Selected text Block Start
Yugoslav businessman and politician (1911–1984)

Emerik Blum (Емерик Блум; 7 August 1911 – 24 June 1984) was a Yugoslav businessman, philanthropist and politician who served as the 26th mayor of Sarajevo from 1981 to 1983. However, he is best known for being the founder and first director of one of Southeast Europe's largest conglomerates, Energoinvest.

==Early life and education==
Emerik Blum was born to immigrant Hungarian Jewish parents on 7 August 1911 in Sarajevo, Bosnia and Herzegovina, which was then part of Austria-Hungary. In 1939, he received his Bachelor of Science degree in Electrical Engineering from the Czech Technical University in Prague.

==Career==
After graduating, Blum returned to Sarajevo with his wife, pianist Matusja. He was arrested on 23 June 1941 and sent to Ustasha-run concentration camps, including Jasenovac, from which he escaped in 1944.

In 1951, Blum founded and was the first director of Energoinvest, the largest company in ex-Yugoslavia, which continues working and is headquartered in Sarajevo. He was the mayor in the Ministry of Industry and Mining of the Socialist Republic of Bosnia and Herzegovina, director of "Elektrobih" and "Elektrocentar", general engineer of the General direction of the Union electric power industry, and general director of the Directorate for electric power and industry of the Yugoslav Federal Executive Council. Additionally, Blum was an assistant Minister of electric power and industry of SFR Yugoslavia and president of the Committee for electric power and industry. He also served as mayor of Sarajevo from 1981 to 1983, becoming the city's first-ever Jewish mayor.
Selected text Block End
Recorded data Block Start
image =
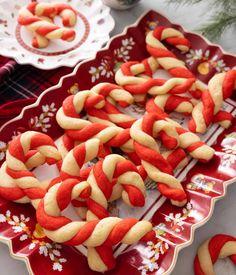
Recorded data Block End
- **Task directions**
Could you return the stretch of the Emerik Blum biography from "In 1951, Blum" through "first-ever Jewish mayor.", copied word for word?

- **Answer to this problem**
In 1951, Blum founded and was the first director of Energoinvest, the largest company in ex-Yugoslavia, which continues working and is headquartered in Sarajevo. He was the mayor in the Ministry of Industry and Mining of the Socialist Republic of Bosnia and Herzegovina, director of "Elektrobih" and "Elektrocentar", general engineer of the General direction of the Union electric power industry, and general director of the Directorate for electric power and industry of the Yugoslav Federal Executive Council. Additionally, Blum was an assistant Minister of electric power and industry of SFR Yugoslavia and president of the Committee for electric power and industry. He also served as mayor of Sarajevo from 1981 to 1983, becoming the city's first-ever Jewish mayor.